Objective.
Copy out word for word the part of the records below that opens with the line containing "Find the individual" and closes with the line containing "[(74, 2), (48, 68)]", including both of those lines and nothing else.

Dataset excerpts.

<<<<

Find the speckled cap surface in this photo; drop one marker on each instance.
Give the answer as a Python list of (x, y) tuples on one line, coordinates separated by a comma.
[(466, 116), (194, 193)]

>>>>
<<<<

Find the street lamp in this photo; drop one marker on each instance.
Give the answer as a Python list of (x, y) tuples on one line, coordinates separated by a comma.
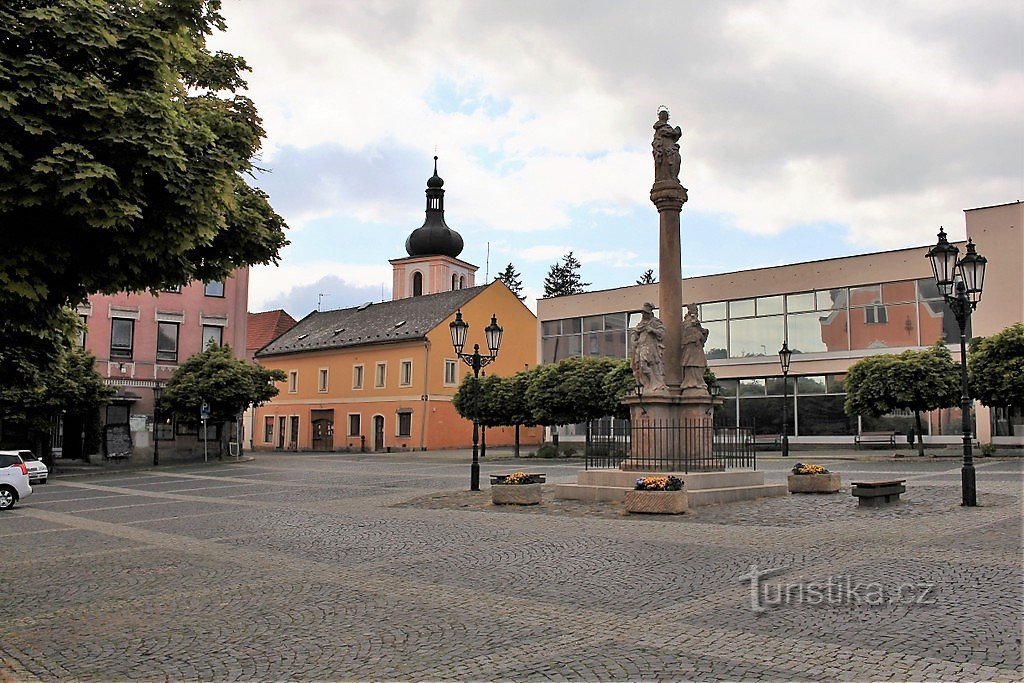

>>>>
<<<<

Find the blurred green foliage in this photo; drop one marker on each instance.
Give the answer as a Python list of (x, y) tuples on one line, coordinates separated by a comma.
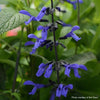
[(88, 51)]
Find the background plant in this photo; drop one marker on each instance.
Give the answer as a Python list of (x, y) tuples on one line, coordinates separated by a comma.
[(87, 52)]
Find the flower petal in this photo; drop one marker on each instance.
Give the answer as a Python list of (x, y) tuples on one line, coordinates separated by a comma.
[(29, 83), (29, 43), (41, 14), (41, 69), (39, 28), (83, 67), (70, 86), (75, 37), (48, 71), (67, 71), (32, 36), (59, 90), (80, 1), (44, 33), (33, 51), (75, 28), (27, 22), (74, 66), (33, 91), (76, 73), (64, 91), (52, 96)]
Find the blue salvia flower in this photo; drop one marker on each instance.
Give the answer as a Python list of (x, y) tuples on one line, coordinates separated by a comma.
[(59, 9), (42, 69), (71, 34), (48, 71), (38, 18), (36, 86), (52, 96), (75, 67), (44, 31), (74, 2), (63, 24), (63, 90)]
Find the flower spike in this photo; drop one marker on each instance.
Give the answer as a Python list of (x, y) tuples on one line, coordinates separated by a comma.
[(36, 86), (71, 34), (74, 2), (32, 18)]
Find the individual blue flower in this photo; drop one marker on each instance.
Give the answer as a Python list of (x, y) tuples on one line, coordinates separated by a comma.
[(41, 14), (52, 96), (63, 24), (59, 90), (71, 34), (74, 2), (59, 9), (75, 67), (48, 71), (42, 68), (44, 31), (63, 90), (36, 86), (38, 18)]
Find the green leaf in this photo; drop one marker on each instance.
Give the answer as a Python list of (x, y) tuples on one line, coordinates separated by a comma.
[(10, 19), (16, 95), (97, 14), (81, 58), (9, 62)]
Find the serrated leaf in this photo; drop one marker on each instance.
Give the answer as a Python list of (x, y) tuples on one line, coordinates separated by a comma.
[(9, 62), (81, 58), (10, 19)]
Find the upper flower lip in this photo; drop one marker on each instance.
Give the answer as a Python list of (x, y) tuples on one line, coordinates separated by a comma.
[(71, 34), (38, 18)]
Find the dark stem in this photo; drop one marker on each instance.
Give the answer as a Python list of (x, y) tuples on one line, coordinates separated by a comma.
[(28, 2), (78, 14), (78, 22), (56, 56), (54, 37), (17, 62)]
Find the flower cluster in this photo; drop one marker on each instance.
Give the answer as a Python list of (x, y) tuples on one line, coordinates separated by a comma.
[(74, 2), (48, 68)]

>>>>

Full answer.
Find the individual blue flower in this photo; drop one marker on each instance.
Give the answer as a Python list of (x, y) tuples on one line, coordinates separated by a comma.
[(41, 14), (52, 96), (63, 24), (59, 90), (71, 34), (74, 2), (59, 9), (75, 67), (48, 71), (42, 68), (44, 31), (63, 90), (36, 86), (38, 18)]
Find the green leaf in this photo; drop one marker on each instance.
Give the answer as a Python list of (x, y) tuples on one line, coordinates separated by a comma.
[(10, 19), (16, 95), (97, 14), (81, 58), (9, 62)]
Find the serrated leaf in this photo; drop one marker on each instance.
Give the answer as a Python list of (x, y) tuples on one line, coordinates separated by a comma.
[(9, 62), (81, 58), (10, 19)]
Find the upper flower lip in this photo; drop one marker on each instance.
Give the answer as a Python list of (x, y) tuples on one line, coordinates separated by a comma.
[(71, 34), (38, 18)]
Find the dark stem in this photo; drop one marker on each instance.
Give the answer as a Python list of (x, y) tuples on one line, coordinates separated by a comma.
[(28, 2), (78, 14), (78, 22), (56, 56), (54, 37), (17, 62)]
Find the flower cluster in this photo; drop one marker on each instance.
Give the answer as a Python list of (x, y) tuples on one line, coordinates separated by a comma.
[(74, 2), (48, 68)]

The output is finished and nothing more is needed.